* **Exercise data**
....

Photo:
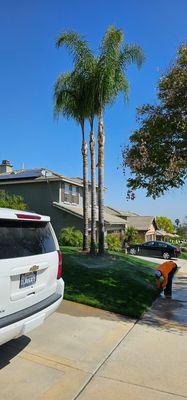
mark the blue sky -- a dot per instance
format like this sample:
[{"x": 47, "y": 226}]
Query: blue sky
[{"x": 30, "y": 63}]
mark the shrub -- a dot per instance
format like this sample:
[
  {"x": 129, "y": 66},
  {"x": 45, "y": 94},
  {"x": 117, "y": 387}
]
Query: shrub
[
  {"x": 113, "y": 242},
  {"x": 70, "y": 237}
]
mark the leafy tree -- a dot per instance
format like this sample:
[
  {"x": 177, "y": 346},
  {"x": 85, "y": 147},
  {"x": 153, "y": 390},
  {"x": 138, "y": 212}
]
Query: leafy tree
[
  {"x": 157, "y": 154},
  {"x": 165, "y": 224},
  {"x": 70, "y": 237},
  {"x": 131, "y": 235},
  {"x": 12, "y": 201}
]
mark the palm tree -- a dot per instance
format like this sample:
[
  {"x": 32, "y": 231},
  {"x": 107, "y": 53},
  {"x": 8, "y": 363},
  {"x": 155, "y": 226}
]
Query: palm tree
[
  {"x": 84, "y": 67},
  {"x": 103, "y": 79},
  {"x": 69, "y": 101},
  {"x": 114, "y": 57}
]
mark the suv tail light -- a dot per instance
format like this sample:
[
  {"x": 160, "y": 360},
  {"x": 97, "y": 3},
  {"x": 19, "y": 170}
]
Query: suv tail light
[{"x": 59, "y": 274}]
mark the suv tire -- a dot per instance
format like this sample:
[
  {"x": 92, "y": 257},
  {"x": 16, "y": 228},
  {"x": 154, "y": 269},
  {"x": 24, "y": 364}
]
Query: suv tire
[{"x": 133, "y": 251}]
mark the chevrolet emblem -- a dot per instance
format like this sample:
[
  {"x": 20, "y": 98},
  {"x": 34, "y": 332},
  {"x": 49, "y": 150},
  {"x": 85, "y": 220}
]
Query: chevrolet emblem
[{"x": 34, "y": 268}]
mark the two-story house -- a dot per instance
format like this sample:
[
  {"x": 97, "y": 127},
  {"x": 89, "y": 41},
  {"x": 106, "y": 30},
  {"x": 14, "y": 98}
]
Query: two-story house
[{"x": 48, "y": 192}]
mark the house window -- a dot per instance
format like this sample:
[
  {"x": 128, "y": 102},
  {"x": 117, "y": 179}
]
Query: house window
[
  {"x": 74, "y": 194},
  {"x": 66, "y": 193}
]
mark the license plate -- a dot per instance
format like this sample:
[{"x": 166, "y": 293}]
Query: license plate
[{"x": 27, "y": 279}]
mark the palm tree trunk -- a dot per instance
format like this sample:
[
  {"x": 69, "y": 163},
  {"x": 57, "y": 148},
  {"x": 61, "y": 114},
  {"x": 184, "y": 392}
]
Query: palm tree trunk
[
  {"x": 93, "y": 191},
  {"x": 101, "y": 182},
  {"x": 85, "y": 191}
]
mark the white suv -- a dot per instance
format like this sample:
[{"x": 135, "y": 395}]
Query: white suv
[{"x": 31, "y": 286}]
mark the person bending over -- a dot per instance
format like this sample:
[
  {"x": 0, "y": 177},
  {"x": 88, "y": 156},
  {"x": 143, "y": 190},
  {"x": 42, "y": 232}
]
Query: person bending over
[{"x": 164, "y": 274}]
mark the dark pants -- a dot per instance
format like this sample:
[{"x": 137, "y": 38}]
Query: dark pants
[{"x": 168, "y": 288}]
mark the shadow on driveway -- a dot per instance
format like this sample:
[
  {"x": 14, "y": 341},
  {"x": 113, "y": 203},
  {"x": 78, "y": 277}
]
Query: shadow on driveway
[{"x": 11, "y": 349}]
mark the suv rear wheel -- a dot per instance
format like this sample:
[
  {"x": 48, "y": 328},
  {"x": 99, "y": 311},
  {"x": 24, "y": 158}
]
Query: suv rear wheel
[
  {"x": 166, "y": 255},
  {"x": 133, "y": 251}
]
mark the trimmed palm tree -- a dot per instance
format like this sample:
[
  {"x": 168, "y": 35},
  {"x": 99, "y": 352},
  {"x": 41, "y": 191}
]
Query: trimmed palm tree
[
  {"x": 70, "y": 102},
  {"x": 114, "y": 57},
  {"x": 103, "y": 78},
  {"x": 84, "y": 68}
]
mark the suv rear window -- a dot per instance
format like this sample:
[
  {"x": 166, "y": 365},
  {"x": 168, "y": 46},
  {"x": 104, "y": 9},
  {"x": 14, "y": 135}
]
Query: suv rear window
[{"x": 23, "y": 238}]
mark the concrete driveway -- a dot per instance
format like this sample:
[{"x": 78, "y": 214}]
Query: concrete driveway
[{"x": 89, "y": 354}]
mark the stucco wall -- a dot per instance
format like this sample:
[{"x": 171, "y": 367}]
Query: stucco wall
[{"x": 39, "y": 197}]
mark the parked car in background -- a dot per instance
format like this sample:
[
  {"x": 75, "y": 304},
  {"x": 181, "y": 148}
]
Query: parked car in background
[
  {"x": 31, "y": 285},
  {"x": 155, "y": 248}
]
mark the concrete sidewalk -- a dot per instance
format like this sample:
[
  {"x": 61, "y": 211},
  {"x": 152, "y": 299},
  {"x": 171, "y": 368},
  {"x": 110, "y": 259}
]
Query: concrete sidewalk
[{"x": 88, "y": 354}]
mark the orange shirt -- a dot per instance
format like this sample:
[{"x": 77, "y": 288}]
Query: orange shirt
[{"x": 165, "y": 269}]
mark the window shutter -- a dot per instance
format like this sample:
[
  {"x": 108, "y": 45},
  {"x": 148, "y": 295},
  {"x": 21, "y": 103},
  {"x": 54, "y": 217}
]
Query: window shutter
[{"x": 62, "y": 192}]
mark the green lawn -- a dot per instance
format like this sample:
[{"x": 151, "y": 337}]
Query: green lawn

....

* **Your task**
The copy must match the listing above exactly but contain no pictures.

* **Result of the task**
Photo:
mark the blue sky -- a dot per instance
format like this sample:
[{"x": 47, "y": 226}]
Query: blue sky
[{"x": 30, "y": 63}]
mark the shrub -- a dot per instance
format like this sample:
[
  {"x": 129, "y": 66},
  {"x": 45, "y": 94},
  {"x": 117, "y": 387}
]
Query: shrub
[
  {"x": 113, "y": 242},
  {"x": 70, "y": 237}
]
mark the leafy tree -- a dot per instance
format like this sample:
[
  {"x": 177, "y": 346},
  {"x": 85, "y": 147},
  {"x": 153, "y": 390},
  {"x": 138, "y": 212}
]
Query: leafy tree
[
  {"x": 157, "y": 154},
  {"x": 165, "y": 224},
  {"x": 70, "y": 237},
  {"x": 131, "y": 235},
  {"x": 12, "y": 201}
]
mark the palm tree -- a dot per instance
format like this sample:
[
  {"x": 32, "y": 231},
  {"x": 107, "y": 53},
  {"x": 8, "y": 363},
  {"x": 155, "y": 226}
]
Query: palm tree
[
  {"x": 84, "y": 67},
  {"x": 103, "y": 79},
  {"x": 69, "y": 101},
  {"x": 114, "y": 57}
]
mark the suv tail light -- a dot per instance
format like this sample:
[
  {"x": 160, "y": 360},
  {"x": 97, "y": 3},
  {"x": 19, "y": 170}
]
Query: suv tail light
[{"x": 59, "y": 274}]
mark the suv tire -- a dot per instance
format like this sample:
[
  {"x": 92, "y": 257},
  {"x": 16, "y": 228},
  {"x": 154, "y": 269},
  {"x": 24, "y": 364}
]
Query: suv tire
[{"x": 133, "y": 251}]
mark the chevrolet emblem -- a dot per instance
format like this sample:
[
  {"x": 20, "y": 98},
  {"x": 34, "y": 332},
  {"x": 49, "y": 150},
  {"x": 85, "y": 220}
]
Query: chevrolet emblem
[{"x": 34, "y": 268}]
mark the two-story house -- a dot per instance
format like this sample:
[
  {"x": 97, "y": 127},
  {"x": 89, "y": 41},
  {"x": 106, "y": 30},
  {"x": 14, "y": 98}
]
Query: two-story house
[{"x": 48, "y": 192}]
mark the house window -- a dot per instance
format like this sample:
[
  {"x": 128, "y": 102},
  {"x": 117, "y": 179}
]
Query: house window
[
  {"x": 74, "y": 194},
  {"x": 66, "y": 193}
]
mark the license plate -- a dot per instance
format like this sample:
[{"x": 166, "y": 293}]
Query: license plate
[{"x": 27, "y": 279}]
mark the palm tree trunk -- a dot per instance
format like this sample:
[
  {"x": 69, "y": 163},
  {"x": 57, "y": 148},
  {"x": 61, "y": 114},
  {"x": 184, "y": 392}
]
Query: palm tree trunk
[
  {"x": 93, "y": 191},
  {"x": 101, "y": 182},
  {"x": 85, "y": 191}
]
mark the white suv -- a dot per instance
format like this sample:
[{"x": 135, "y": 395}]
Query: white suv
[{"x": 31, "y": 286}]
mark the person bending over -- a dot per instance
format like this sample:
[
  {"x": 0, "y": 177},
  {"x": 88, "y": 156},
  {"x": 143, "y": 190},
  {"x": 42, "y": 232}
]
Query: person bending over
[{"x": 164, "y": 274}]
mark the dark pants -- a dot per instance
format like this sample:
[{"x": 137, "y": 38}]
Query: dark pants
[{"x": 168, "y": 288}]
mark the shadow on driveway -- a dot per instance
format like this sample:
[
  {"x": 14, "y": 341},
  {"x": 113, "y": 203},
  {"x": 78, "y": 277}
]
Query: shadow on driveway
[{"x": 11, "y": 349}]
mark the suv rear wheel -- a dot per instance
format like this sample:
[
  {"x": 48, "y": 328},
  {"x": 99, "y": 311},
  {"x": 24, "y": 158}
]
Query: suv rear wheel
[
  {"x": 166, "y": 255},
  {"x": 133, "y": 251}
]
mark the trimmed palm tree -- a dot per instance
format like this sample:
[
  {"x": 168, "y": 35},
  {"x": 99, "y": 352},
  {"x": 41, "y": 191}
]
Query: trimmed palm tree
[
  {"x": 70, "y": 102},
  {"x": 114, "y": 57},
  {"x": 103, "y": 78},
  {"x": 84, "y": 68}
]
mark the suv rear window -- a dot per instance
format like this sample:
[
  {"x": 166, "y": 365},
  {"x": 168, "y": 46},
  {"x": 104, "y": 9},
  {"x": 14, "y": 135}
]
Query: suv rear window
[{"x": 23, "y": 238}]
mark the concrete driveway -- a dot per instance
format like this sample:
[{"x": 78, "y": 214}]
Query: concrete driveway
[{"x": 89, "y": 354}]
mark the stucco wall -- a dot per instance
format like this sample:
[{"x": 171, "y": 367}]
Query: stucco wall
[{"x": 39, "y": 197}]
mark the parked car in background -- a dot per instance
format like this sample:
[
  {"x": 75, "y": 304},
  {"x": 181, "y": 148}
]
Query: parked car in background
[
  {"x": 31, "y": 285},
  {"x": 155, "y": 248}
]
mark the concrete sidewalk -- a dot per instance
format like this sample:
[
  {"x": 61, "y": 211},
  {"x": 152, "y": 299},
  {"x": 171, "y": 368},
  {"x": 110, "y": 259}
]
Query: concrete sidewalk
[{"x": 88, "y": 354}]
mark the orange shirt -- a dot per instance
format like this sample:
[{"x": 77, "y": 288}]
Query: orange shirt
[{"x": 165, "y": 269}]
mark the window shutter -- a dot per instance
format like this sample:
[
  {"x": 108, "y": 45},
  {"x": 148, "y": 295},
  {"x": 21, "y": 103},
  {"x": 54, "y": 217}
]
Query: window shutter
[{"x": 62, "y": 192}]
mark the green lawn -- a dot per instance
format like this sample:
[{"x": 151, "y": 337}]
Query: green lawn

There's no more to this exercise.